Aim of the exercise
Please update the listing from its first line through the line containing "<point>890,543</point>", replacing "pavilion" with "canopy" and leaving everything else unchanged. Return only those lines.

Named-object pointing records
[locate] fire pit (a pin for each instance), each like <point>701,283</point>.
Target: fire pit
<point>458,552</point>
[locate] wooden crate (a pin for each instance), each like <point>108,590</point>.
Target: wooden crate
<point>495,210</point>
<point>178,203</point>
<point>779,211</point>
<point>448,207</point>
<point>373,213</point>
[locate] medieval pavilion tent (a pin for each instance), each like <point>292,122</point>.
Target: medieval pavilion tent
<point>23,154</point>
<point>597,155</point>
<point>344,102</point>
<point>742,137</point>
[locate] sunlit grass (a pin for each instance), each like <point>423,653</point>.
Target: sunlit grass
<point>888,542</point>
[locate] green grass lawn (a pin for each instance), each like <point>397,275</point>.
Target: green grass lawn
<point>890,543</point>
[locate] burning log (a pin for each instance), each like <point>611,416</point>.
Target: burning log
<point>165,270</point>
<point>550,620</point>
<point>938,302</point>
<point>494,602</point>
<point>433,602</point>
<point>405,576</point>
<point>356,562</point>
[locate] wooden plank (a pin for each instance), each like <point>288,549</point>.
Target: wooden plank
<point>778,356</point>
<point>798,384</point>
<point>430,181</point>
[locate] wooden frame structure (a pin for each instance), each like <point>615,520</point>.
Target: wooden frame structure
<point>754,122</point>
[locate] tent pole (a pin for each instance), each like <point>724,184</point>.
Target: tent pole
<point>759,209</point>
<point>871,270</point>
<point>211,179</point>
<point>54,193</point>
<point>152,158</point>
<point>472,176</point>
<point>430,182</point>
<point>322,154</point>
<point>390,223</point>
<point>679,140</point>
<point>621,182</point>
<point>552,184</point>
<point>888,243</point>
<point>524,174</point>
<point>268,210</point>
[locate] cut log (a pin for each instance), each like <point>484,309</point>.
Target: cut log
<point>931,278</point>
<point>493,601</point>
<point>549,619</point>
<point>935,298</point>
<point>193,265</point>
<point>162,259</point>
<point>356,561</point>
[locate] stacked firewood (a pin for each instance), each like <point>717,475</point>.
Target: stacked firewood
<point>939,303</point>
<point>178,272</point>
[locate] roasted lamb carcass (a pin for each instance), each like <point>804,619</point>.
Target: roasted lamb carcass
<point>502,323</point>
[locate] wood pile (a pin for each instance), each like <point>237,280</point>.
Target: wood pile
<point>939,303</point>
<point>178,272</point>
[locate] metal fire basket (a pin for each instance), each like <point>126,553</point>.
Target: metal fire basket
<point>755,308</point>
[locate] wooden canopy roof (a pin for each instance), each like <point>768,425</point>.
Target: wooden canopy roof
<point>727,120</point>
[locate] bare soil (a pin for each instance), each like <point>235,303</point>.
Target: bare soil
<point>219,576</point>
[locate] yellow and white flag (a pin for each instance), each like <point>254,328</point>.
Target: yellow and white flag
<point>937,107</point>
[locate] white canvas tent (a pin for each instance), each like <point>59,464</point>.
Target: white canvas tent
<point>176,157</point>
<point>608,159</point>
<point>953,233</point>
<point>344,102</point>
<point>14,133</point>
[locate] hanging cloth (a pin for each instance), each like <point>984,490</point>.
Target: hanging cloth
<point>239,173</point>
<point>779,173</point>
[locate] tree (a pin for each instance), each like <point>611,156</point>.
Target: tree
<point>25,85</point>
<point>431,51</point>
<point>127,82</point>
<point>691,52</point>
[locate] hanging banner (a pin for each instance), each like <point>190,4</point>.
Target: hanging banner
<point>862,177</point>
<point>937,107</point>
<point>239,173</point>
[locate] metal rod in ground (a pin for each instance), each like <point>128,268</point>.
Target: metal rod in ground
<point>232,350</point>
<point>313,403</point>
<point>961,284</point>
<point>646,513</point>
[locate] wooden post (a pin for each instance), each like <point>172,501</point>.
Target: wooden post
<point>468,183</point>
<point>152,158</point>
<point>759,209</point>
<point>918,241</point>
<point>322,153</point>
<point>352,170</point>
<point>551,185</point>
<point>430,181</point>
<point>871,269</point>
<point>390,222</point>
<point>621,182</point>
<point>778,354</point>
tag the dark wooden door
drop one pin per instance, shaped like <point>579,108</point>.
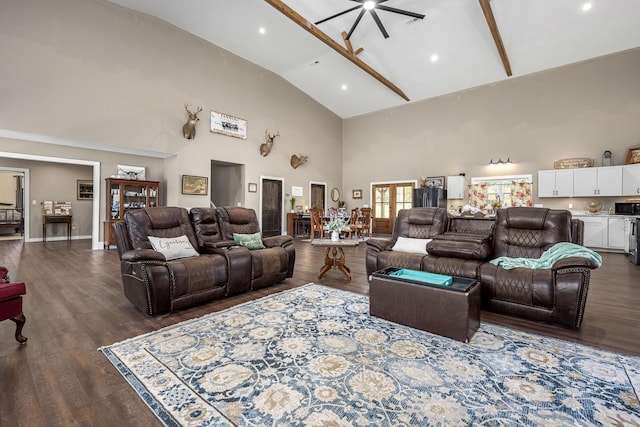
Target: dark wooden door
<point>317,196</point>
<point>388,199</point>
<point>271,207</point>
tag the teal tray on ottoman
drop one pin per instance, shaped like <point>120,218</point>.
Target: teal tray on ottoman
<point>411,298</point>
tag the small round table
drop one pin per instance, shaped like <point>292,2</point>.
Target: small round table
<point>334,257</point>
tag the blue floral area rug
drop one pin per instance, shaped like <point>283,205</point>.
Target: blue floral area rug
<point>313,356</point>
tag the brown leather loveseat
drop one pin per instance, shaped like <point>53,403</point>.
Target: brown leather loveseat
<point>219,267</point>
<point>464,246</point>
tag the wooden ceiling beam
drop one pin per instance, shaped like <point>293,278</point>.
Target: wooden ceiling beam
<point>493,27</point>
<point>320,35</point>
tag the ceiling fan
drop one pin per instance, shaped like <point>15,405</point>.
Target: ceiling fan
<point>371,6</point>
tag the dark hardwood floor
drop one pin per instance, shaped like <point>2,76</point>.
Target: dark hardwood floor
<point>75,305</point>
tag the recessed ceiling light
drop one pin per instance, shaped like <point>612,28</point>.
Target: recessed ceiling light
<point>370,4</point>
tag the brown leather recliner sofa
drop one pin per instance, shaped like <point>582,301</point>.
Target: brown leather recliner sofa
<point>220,267</point>
<point>463,247</point>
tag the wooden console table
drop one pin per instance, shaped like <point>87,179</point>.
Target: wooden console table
<point>56,219</point>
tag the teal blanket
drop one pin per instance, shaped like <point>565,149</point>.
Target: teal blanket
<point>554,253</point>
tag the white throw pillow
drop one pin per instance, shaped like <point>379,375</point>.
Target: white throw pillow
<point>411,245</point>
<point>173,247</point>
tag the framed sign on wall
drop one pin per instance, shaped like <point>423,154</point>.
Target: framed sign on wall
<point>197,185</point>
<point>228,125</point>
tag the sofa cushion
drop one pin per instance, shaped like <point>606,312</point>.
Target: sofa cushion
<point>411,245</point>
<point>173,247</point>
<point>249,241</point>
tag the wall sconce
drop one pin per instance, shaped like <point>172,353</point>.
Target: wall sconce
<point>500,162</point>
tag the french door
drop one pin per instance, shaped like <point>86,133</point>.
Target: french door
<point>388,199</point>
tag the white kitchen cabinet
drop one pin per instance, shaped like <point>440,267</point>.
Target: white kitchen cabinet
<point>555,183</point>
<point>616,233</point>
<point>595,231</point>
<point>602,181</point>
<point>605,232</point>
<point>631,180</point>
<point>456,187</point>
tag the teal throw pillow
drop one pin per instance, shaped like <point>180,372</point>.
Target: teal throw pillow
<point>249,241</point>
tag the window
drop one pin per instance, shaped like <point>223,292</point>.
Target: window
<point>487,193</point>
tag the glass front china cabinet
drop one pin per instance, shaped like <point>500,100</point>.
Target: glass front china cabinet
<point>124,195</point>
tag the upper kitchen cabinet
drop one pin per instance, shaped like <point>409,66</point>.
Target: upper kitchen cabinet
<point>631,180</point>
<point>555,183</point>
<point>602,181</point>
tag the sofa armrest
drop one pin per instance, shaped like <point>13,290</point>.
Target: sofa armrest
<point>138,255</point>
<point>215,247</point>
<point>461,245</point>
<point>574,262</point>
<point>380,245</point>
<point>277,241</point>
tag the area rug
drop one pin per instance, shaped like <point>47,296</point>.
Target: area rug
<point>313,356</point>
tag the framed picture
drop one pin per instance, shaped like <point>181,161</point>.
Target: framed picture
<point>228,125</point>
<point>435,181</point>
<point>197,185</point>
<point>84,190</point>
<point>633,155</point>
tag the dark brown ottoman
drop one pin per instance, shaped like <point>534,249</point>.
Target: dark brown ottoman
<point>451,311</point>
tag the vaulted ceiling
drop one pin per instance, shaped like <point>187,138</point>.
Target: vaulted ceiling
<point>451,49</point>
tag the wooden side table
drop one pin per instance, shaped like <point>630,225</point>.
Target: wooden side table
<point>56,219</point>
<point>334,257</point>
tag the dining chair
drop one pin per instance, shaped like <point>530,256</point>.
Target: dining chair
<point>366,222</point>
<point>355,226</point>
<point>11,303</point>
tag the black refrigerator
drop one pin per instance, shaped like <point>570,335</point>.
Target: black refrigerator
<point>429,197</point>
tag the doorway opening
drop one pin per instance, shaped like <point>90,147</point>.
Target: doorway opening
<point>388,199</point>
<point>12,218</point>
<point>227,183</point>
<point>271,205</point>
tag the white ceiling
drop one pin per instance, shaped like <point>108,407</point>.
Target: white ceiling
<point>537,35</point>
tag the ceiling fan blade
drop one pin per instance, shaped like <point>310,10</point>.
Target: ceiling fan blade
<point>337,14</point>
<point>377,19</point>
<point>355,24</point>
<point>401,12</point>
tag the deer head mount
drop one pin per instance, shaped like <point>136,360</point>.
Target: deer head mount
<point>189,128</point>
<point>298,160</point>
<point>265,148</point>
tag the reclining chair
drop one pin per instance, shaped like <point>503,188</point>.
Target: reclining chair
<point>270,265</point>
<point>554,295</point>
<point>417,223</point>
<point>11,303</point>
<point>154,284</point>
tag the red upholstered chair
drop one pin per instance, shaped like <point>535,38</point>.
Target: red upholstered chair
<point>11,303</point>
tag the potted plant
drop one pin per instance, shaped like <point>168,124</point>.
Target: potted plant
<point>337,226</point>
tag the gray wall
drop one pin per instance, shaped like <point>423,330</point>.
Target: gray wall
<point>87,73</point>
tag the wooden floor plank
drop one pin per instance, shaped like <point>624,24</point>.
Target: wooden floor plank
<point>74,305</point>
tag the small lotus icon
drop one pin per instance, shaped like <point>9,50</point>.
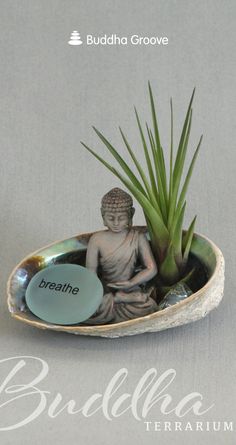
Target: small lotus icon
<point>75,38</point>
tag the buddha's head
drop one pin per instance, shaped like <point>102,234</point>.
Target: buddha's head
<point>117,210</point>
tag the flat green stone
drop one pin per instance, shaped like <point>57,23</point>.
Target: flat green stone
<point>64,294</point>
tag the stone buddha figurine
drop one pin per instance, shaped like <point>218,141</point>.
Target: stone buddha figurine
<point>122,258</point>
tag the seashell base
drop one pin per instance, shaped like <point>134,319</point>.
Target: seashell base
<point>73,250</point>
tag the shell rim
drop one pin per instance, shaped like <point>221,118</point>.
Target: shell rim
<point>96,329</point>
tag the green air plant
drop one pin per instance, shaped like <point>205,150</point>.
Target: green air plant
<point>160,192</point>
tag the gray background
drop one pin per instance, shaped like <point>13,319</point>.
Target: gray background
<point>51,94</point>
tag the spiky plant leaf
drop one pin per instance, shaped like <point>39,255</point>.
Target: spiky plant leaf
<point>187,241</point>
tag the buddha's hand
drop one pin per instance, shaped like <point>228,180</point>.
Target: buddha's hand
<point>121,285</point>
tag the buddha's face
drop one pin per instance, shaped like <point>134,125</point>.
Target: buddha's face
<point>117,221</point>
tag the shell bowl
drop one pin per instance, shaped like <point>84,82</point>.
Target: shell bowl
<point>73,250</point>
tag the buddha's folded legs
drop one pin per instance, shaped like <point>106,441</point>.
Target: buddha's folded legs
<point>123,306</point>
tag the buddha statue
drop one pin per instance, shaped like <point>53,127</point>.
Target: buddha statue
<point>122,258</point>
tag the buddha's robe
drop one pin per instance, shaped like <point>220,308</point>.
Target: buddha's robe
<point>120,266</point>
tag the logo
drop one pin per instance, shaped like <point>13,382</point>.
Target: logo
<point>118,40</point>
<point>75,38</point>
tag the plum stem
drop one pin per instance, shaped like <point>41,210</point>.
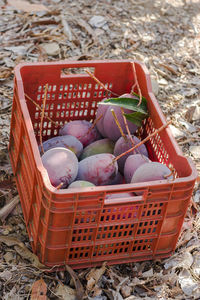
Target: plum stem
<point>136,84</point>
<point>95,122</point>
<point>100,83</point>
<point>29,98</point>
<point>126,125</point>
<point>118,124</point>
<point>59,186</point>
<point>172,173</point>
<point>42,115</point>
<point>143,141</point>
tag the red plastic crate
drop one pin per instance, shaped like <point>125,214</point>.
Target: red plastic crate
<point>84,228</point>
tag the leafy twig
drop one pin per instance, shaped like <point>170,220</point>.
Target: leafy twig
<point>126,125</point>
<point>136,84</point>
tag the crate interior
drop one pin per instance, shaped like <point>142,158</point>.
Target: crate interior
<point>77,98</point>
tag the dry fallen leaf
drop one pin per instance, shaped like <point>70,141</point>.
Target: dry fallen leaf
<point>8,208</point>
<point>22,250</point>
<point>65,292</point>
<point>77,283</point>
<point>94,275</point>
<point>26,6</point>
<point>39,290</point>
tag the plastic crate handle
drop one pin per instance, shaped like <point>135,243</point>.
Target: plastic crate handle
<point>117,199</point>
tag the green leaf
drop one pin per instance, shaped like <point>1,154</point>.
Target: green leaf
<point>129,103</point>
<point>136,118</point>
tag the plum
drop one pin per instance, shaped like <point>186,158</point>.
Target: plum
<point>100,146</point>
<point>66,141</point>
<point>117,180</point>
<point>122,145</point>
<point>61,165</point>
<point>81,129</point>
<point>101,110</point>
<point>110,127</point>
<point>80,183</point>
<point>98,169</point>
<point>151,171</point>
<point>132,163</point>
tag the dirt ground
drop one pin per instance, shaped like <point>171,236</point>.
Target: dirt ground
<point>165,35</point>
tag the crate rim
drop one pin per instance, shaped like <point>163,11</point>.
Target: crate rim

Exercise answer
[locate] fire pit (a pin for each instance), each like <point>701,283</point>.
Target: fire pit
<point>458,552</point>
[locate] wooden crate (a pin for each instance), each like <point>108,590</point>.
Target: wooden crate
<point>495,210</point>
<point>178,203</point>
<point>779,211</point>
<point>448,207</point>
<point>373,213</point>
[locate] medieval canopy tent (a pin for each instance), each like <point>292,122</point>.
Target: medieval canopy tent
<point>23,154</point>
<point>597,155</point>
<point>344,102</point>
<point>742,137</point>
[locate] sunlit grass (a pin for each instance), each like <point>423,653</point>.
Target: sunlit grass
<point>888,542</point>
[locate] green grass lawn (a pin for each instance), each like <point>397,275</point>.
Target: green grass lawn
<point>890,543</point>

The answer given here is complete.